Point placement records
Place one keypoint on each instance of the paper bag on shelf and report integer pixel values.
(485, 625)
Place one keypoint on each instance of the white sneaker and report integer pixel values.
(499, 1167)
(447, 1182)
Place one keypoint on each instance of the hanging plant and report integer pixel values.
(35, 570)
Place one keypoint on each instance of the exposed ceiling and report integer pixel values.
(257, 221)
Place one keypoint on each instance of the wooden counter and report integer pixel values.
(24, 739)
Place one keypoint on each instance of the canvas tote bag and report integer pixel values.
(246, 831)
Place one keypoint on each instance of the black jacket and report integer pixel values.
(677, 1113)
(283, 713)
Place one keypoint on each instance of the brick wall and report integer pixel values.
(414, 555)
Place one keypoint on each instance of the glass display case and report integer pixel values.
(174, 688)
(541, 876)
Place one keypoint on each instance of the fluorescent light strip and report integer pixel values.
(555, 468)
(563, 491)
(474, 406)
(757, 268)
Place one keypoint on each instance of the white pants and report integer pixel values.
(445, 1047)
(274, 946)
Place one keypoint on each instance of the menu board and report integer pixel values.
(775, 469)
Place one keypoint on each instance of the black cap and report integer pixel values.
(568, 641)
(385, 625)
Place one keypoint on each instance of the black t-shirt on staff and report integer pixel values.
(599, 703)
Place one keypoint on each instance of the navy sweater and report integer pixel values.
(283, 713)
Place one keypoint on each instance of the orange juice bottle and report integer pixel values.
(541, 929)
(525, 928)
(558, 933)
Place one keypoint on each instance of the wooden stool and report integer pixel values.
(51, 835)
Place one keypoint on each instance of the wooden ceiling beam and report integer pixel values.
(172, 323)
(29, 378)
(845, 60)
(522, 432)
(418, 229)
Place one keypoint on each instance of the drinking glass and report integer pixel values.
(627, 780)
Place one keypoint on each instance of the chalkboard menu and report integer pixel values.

_TASK DIRECTIONS_
Turn every line of the records above into a numbered list, leaving out any blank lines.

_TASK RESULT_
1. Place one keypoint on each instance of the paper bag on shelf and report integer pixel values.
2. (485, 625)
3. Place one keypoint on each instance of the white sneaker and report integer pixel values.
4. (499, 1167)
5. (447, 1182)
6. Place one keypoint on each instance of the hanging plant and report integer pixel values.
7. (35, 570)
8. Place one keypoint on each instance of the exposed ceiling and report integer pixel values.
9. (257, 221)
10. Place one keypoint on each instance of the wooden counter and report integer pixel values.
11. (24, 739)
12. Place one keypoint on each instance of the canvas tote bag and report integer pixel values.
13. (246, 831)
14. Place one keypoint on each instance of the black jacket and report integer pixel values.
15. (677, 1113)
16. (283, 713)
17. Place one keypoint on each instance of the brick wall and report integer pixel values.
18. (414, 555)
19. Place one keypoint on each instance of the glass display case and report integer pixel values.
20. (174, 688)
21. (541, 876)
22. Place one keypoint on each instance of the fluorescent light strip and report integer pixel values.
23. (555, 468)
24. (563, 491)
25. (474, 406)
26. (757, 268)
27. Place one keypoint on each instance of the white pants and report integer pixel values.
28. (445, 1047)
29. (274, 946)
30. Place one keypoint on each instance of the menu board and report integer pixel values.
31. (775, 469)
32. Place one keypoint on each instance of the black cap and report integer pixel values.
33. (568, 641)
34. (385, 625)
35. Place one keypoint on each instance of the black t-shirt on staff and report integer pixel values.
36. (599, 703)
37. Place one keypoint on each instance of the navy sweater and report integer pixel values.
38. (283, 713)
39. Place one keypoint on each instance of the orange juice bottle and report integer pixel values.
40. (541, 929)
41. (525, 928)
42. (558, 933)
43. Place one keypoint on each instance of the wooden stool and report integer pixel values.
44. (51, 835)
45. Place one keypoint on each instance of the wooden ceiling beam and report integer pixel values.
46. (172, 323)
47. (29, 378)
48. (845, 60)
49. (522, 432)
50. (418, 229)
51. Place one keypoint on each instance of the drinking glass and report integer pixel values.
52. (627, 780)
53. Place one keypoint on each instance of the chalkboard menu and report integer pixel values.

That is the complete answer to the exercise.